Informações apresentadas:
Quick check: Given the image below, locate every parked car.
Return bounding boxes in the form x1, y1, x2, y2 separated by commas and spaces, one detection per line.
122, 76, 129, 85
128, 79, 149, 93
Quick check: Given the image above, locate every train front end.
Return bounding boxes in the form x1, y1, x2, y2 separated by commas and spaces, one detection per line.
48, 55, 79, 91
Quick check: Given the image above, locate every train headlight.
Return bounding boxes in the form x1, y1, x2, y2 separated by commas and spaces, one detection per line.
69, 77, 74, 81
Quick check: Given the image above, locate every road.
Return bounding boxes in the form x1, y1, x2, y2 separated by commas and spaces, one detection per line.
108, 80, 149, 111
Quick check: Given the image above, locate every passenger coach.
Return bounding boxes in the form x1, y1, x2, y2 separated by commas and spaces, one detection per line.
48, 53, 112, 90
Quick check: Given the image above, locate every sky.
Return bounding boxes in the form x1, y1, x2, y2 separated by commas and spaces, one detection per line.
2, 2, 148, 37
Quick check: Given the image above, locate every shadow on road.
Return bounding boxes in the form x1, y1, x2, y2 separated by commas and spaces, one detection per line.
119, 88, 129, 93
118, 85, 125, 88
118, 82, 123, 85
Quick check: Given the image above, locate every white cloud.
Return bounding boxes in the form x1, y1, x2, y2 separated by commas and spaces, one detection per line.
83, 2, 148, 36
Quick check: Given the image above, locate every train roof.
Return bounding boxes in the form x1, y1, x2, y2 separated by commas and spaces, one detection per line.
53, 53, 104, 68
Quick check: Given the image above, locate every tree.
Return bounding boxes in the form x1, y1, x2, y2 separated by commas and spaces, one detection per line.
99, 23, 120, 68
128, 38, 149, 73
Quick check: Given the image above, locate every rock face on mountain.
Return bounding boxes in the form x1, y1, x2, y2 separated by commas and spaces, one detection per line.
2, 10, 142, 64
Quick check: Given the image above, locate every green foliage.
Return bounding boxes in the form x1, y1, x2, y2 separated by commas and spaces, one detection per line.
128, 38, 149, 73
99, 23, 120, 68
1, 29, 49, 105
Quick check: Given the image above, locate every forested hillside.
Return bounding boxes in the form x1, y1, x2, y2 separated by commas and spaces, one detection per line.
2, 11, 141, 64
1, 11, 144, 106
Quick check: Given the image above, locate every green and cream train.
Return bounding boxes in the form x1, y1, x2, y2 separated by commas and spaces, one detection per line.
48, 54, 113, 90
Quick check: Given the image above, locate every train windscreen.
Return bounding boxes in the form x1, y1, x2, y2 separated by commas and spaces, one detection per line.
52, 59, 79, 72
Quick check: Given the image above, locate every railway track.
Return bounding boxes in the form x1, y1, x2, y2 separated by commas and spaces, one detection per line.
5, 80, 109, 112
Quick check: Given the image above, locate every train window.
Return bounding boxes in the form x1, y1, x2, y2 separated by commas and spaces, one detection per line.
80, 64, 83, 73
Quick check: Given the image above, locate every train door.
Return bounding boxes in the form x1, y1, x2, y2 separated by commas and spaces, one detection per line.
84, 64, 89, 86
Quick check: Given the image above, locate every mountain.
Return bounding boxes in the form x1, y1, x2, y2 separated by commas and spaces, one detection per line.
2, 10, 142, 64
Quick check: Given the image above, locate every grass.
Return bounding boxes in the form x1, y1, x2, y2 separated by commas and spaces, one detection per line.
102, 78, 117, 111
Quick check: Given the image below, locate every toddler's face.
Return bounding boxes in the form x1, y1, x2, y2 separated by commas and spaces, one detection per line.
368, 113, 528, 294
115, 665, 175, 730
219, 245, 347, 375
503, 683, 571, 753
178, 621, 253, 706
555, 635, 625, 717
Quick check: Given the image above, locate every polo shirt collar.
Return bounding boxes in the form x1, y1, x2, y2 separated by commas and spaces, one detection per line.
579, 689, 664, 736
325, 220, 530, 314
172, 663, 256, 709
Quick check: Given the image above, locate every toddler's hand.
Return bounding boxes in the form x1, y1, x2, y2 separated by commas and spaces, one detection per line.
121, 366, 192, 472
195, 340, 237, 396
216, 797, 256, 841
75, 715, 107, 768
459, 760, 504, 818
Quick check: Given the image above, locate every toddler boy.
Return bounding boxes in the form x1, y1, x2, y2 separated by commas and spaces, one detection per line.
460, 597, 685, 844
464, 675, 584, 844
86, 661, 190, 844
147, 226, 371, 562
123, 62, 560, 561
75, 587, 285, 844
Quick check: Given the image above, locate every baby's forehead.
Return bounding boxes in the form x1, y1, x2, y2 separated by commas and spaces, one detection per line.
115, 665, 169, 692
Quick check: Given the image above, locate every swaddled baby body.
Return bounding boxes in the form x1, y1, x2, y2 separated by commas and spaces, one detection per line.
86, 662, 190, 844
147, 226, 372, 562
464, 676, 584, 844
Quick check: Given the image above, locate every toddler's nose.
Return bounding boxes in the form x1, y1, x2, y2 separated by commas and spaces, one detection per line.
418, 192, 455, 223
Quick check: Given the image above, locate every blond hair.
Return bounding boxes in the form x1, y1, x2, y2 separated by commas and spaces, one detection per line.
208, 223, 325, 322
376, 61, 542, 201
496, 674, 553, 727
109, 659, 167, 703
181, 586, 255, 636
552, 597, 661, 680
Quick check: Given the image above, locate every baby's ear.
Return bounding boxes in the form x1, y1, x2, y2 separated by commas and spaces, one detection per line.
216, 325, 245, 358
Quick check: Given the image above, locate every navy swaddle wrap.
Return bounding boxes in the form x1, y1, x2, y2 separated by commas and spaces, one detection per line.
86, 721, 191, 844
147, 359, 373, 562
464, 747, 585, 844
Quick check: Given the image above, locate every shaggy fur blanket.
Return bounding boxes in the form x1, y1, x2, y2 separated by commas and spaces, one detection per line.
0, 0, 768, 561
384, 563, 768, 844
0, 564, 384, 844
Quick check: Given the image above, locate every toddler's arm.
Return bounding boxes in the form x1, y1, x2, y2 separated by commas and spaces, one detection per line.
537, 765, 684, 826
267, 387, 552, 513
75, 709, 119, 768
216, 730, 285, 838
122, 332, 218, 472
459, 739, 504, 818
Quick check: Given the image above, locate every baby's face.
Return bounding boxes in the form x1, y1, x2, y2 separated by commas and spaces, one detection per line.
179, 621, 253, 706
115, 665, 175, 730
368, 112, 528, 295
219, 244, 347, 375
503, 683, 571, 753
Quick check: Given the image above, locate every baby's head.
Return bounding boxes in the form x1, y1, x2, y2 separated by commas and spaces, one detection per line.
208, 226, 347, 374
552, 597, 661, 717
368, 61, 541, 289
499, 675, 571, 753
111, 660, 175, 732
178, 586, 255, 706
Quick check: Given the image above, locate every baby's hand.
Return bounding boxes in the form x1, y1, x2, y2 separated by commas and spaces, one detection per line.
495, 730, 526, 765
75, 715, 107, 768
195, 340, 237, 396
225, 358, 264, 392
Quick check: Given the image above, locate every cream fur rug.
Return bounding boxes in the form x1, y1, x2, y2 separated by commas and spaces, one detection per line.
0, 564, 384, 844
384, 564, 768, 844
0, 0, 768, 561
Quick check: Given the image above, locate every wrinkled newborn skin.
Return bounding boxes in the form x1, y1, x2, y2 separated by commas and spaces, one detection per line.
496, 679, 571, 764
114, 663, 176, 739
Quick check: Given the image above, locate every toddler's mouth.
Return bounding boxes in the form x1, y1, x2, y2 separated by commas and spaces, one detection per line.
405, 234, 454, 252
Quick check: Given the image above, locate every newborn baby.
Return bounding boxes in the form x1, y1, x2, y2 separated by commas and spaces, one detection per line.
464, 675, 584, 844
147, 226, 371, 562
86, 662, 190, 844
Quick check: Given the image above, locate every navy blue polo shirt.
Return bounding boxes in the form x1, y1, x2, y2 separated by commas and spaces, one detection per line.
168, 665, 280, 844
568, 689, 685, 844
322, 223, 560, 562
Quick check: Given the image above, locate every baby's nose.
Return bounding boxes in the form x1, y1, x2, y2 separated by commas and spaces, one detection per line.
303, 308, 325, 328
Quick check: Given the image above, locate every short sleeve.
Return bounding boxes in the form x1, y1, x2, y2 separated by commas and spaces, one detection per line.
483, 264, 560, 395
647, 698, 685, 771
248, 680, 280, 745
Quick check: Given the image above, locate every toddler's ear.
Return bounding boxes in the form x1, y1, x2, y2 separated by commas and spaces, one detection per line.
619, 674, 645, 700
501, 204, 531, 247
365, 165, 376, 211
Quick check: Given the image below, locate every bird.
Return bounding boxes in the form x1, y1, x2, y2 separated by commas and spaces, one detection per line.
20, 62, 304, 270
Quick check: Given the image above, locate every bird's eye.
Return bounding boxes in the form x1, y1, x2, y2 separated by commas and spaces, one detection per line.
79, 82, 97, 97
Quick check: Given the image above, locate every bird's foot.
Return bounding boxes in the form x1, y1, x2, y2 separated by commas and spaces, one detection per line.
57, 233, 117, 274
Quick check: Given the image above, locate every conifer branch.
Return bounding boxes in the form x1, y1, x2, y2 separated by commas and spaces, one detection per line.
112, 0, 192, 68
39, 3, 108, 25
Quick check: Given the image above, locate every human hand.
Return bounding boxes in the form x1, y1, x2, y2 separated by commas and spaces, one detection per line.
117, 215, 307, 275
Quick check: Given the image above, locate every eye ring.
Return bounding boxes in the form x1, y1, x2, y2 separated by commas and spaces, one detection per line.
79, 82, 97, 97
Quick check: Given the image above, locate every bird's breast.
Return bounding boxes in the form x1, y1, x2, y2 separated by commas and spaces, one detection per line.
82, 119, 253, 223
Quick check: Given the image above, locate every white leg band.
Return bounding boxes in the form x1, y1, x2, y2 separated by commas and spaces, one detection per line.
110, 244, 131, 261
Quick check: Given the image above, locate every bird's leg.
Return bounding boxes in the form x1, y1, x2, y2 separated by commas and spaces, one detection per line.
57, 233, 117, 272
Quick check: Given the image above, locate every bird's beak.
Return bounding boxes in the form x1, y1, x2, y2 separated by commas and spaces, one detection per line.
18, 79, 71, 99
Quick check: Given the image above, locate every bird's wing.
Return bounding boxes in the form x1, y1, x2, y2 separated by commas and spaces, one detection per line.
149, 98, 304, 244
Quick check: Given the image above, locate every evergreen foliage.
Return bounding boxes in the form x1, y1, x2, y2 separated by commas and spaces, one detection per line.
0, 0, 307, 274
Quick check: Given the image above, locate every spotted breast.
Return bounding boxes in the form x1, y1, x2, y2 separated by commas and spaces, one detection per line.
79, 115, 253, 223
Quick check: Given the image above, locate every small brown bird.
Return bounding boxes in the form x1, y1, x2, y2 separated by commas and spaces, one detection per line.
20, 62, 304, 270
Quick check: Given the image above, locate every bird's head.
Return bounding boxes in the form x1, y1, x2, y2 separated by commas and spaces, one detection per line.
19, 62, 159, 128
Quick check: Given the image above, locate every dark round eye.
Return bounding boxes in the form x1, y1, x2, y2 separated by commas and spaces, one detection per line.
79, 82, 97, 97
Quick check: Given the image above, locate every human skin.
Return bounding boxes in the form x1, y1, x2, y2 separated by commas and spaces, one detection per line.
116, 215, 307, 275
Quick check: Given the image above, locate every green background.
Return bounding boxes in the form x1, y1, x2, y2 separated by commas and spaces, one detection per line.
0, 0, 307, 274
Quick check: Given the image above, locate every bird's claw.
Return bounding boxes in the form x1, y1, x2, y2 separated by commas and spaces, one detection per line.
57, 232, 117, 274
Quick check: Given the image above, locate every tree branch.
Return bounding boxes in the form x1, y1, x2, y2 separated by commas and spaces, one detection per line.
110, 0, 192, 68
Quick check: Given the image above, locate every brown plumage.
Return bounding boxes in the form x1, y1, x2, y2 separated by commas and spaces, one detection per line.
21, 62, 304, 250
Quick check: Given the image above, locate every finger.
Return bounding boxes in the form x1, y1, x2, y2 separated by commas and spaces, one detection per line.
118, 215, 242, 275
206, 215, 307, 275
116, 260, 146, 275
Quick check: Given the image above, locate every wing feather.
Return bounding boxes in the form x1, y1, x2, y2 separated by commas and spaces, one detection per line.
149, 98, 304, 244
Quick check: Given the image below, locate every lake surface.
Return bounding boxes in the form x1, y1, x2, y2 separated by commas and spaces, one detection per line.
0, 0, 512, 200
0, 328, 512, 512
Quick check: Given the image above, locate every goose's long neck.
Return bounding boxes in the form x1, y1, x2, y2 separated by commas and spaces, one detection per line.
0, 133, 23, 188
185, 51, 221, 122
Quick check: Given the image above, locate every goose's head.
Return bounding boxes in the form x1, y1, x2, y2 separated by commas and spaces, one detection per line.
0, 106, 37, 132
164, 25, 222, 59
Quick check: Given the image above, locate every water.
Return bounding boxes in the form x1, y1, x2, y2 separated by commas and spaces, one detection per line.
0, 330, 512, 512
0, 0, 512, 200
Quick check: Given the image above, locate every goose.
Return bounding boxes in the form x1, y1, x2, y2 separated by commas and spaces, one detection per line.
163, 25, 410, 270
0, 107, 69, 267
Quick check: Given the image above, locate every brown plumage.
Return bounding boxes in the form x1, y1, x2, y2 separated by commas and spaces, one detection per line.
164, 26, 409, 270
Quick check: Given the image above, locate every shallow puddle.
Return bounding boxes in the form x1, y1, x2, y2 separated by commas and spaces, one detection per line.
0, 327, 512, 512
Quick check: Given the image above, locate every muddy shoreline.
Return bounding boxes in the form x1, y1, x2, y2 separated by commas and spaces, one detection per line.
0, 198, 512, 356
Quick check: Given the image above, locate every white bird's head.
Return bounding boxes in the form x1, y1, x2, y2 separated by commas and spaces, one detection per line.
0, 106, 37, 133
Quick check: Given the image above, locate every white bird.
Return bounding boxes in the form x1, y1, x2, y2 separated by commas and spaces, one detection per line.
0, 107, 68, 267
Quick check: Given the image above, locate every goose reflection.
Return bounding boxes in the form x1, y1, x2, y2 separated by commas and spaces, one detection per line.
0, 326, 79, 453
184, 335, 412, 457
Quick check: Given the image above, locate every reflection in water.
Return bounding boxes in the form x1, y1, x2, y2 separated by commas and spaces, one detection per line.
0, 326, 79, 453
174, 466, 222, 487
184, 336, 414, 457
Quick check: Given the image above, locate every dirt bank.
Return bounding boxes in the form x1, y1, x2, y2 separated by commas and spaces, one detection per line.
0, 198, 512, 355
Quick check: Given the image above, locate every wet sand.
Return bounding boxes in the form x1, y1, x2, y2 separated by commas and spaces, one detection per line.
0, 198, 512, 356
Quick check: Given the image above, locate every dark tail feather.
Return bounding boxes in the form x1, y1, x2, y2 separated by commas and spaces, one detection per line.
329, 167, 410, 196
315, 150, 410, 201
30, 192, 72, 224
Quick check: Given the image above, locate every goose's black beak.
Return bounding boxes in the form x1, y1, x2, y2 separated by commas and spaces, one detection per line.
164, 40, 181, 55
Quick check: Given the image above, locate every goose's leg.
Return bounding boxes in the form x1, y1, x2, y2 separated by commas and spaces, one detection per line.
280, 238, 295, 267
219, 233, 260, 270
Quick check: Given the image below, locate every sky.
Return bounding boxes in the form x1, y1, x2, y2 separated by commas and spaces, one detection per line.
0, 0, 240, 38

Tarefa solicitada:
Transcreva sem alterações as linhas dos registros acima, começando pela linha que contém "Quick check: Given the image above, locate every baby's face." e terminando na linha que contém "405, 234, 454, 252", ambas incluídas.

Resultado da tarefa:
Quick check: Given the image above, locate every baby's face.
Return bounding boxes in the form x1, y1, x2, y2 separated by commas and spaces, one detection per line.
179, 621, 253, 706
115, 665, 175, 730
368, 112, 528, 295
219, 244, 347, 375
503, 683, 571, 753
Quick check: Given the image above, locate every baby's head.
Return bounding boxes in the form x1, y1, x2, y2 separated by commas and spaces, one detection per line.
208, 226, 347, 374
552, 597, 661, 717
368, 61, 541, 289
499, 675, 571, 753
111, 660, 175, 732
178, 586, 255, 706
Quick check: Given the image above, locate every baby's hand.
Return bounding boxes in the form x1, y1, x2, y2 separated by commas and spaces, one detection per line.
495, 730, 526, 765
75, 715, 107, 768
195, 340, 237, 396
225, 358, 264, 392
Quick check: Given the image above, locate every cream fur rug.
Return bounding boxes in the form x1, y1, x2, y2 separated by commas and spaces, one detection per line.
0, 564, 384, 844
384, 564, 768, 844
0, 0, 768, 561
Quick check: Given the image above, locate every wrinkled newborn skin.
Return bounding boxes in the form x1, y1, x2, y2 separated by commas and spaces, one detection per line.
496, 679, 571, 764
114, 663, 176, 739
Quick check: Given the image above, locate every toddler's mouth.
Return bounding boxes in the form x1, y1, x2, y2 separated by commas and spaces, one detection per line.
405, 234, 454, 252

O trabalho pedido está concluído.